◆ Text section:

Today in the liberal Italian daily Corriere della sera there is an article about the forthcoming book Remaining in the Truth of Christ: Marriage and Communion in the Catholic Church (in English by Ignatius Press HERE – UK link HERE). The books is being rolled out in Italian soon and so the daily jumped on it.
As a matter of fact, this is why – I think -the news of Card. Burke reassignment was leaked. I digress.
I didn’t expect a good presentation by Corriere, but it was remarkably fair. The best part about it is that, unexpectedly, it stuck to the issues and quoted exactly the right bits from the introductory chapter by the editor, Fr. Robert Dodaro. I’ve read nearly the whole book, by the way.
Corriere‘s headline faltered badly in a couple respects:
«No alla comunione ai divorziati» … “No to Communion for the divorced”
Cinque cardinali contro le aperture … “Five Cardinals against openings” (like saying opening up to the “divorced”)
The problem isn that the Church says that the “divorced” can’t receive Communion. They can. If, however, they are not in the state of grace, they can’t, just like everyone else. If the divorced subsequently get a civil marriage, that’s a problem. And it isn’t as if the Cardinals are “closed” to “openings”. They, however, are defending Catholic doctrine. That is what this fight is really going to be about.

◆ Information supplied:

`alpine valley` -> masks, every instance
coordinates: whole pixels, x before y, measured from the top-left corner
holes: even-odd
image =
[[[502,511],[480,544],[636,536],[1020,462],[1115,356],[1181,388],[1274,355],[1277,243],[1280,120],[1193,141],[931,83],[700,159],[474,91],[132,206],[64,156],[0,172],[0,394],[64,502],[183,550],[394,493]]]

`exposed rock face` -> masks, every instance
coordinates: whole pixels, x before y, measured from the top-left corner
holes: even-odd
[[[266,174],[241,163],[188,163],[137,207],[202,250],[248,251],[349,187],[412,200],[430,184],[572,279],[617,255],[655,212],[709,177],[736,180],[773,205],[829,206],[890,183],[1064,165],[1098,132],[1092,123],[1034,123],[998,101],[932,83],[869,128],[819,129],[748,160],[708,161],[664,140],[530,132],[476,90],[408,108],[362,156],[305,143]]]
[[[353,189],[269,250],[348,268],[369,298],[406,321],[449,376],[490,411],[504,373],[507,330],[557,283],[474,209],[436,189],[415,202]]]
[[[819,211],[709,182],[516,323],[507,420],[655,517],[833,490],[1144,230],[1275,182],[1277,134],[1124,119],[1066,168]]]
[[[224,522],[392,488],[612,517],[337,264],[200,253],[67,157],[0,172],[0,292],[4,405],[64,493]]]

◆ Brief A: According to the post on the Corriere article, who wrote the introductory chapter of the book?
◆ Brief B: Duplicate the part of the post on the Corriere article that begins at the words "Today in the" and stops after the words "leaked. I digress.".

◆ Exercise output A: Fr. Robert Dodaro, the book's editor, wrote the introductory chapter.

◆ Exercise output B:
Today in the liberal Italian daily Corriere della sera there is an article about the forthcoming book Remaining in the Truth of Christ: Marriage and Communion in the Catholic Church (in English by Ignatius Press HERE – UK link HERE). The books is being rolled out in Italian soon and so the daily jumped on it.
As a matter of fact, this is why – I think -the news of Card. Burke reassignment was leaked. I digress.